▶ **Complete the following**
a) List every dollar amount that appears in the Friday Favoritist post.
b) Reproduce a portion of the Friday Favoritist post word for word, beginning at the words "My brother Tickle" and stopping after "and Physical Graffiti).".

▶ **Provided passage**
►
Friday, January 06, 2012

Friday Favoritist 11 of ‘11

Featuring special guest, Another 7 of '11 

Happy Mayapocalypse! Who’s ready to party like it’s 999 AD?

My brother Tickle stayed with me over the holidays, and he was lamenting a bit about a gift he received: $70 worth of iTunes gift cards. He had no idea what to buy, in part because he doesn’t like new music nearly as much as old music. (I helped him on both fronts by suggesting the new Black Keys and Physical Graffiti).

I do not have that problem, and I’m not sure if I’m thankful for it or cursed. You could give me a $700 iTunes gift card, and while I would be very grateful and sprint into the digital stacks with the zeal of a meth addict in a Walgreens, I guarantee I would hit a wall of regret at $699 because I would think of something else I would HAVE to have. (“I could really use that live Big Star reunion record!”)
◄
▶ **Given data**
►
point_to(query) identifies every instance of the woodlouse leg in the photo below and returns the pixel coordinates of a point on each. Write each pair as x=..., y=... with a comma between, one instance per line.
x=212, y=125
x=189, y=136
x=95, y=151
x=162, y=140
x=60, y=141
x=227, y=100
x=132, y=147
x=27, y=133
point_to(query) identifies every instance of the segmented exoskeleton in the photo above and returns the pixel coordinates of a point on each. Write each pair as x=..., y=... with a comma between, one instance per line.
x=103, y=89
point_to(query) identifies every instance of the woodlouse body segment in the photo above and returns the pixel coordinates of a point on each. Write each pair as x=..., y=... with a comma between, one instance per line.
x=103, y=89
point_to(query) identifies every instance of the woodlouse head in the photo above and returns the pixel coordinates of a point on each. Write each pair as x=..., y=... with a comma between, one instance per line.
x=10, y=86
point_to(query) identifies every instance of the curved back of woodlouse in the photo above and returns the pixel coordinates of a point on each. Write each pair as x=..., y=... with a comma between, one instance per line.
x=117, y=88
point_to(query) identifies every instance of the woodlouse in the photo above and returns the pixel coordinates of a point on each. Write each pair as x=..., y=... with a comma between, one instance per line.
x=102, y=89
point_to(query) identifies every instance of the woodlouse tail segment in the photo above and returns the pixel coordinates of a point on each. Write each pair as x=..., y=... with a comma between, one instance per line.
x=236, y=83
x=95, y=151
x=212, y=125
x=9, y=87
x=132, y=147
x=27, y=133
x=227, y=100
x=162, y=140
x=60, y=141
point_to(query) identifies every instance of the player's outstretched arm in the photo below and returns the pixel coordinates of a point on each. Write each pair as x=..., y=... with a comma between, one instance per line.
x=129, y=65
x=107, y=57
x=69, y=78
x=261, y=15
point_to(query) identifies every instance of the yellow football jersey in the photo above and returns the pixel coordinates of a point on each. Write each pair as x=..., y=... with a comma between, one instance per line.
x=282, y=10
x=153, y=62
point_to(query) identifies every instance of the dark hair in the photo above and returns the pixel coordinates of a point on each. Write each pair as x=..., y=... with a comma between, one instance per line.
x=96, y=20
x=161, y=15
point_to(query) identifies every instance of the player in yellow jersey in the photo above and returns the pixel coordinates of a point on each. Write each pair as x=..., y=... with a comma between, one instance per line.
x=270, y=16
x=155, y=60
◄
►
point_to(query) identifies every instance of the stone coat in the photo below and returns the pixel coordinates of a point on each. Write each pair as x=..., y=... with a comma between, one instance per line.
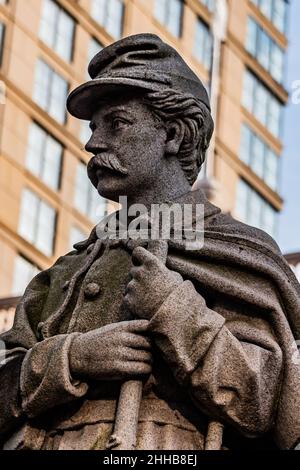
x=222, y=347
◄
▶ **Answers below**
a) $70, $700, $699

b)
My brother Tickle stayed with me over the holidays, and he was lamenting a bit about a gift he received: $70 worth of iTunes gift cards. He had no idea what to buy, in part because he doesn’t like new music nearly as much as old music. (I helped him on both fronts by suggesting the new Black Keys and Physical Graffiti).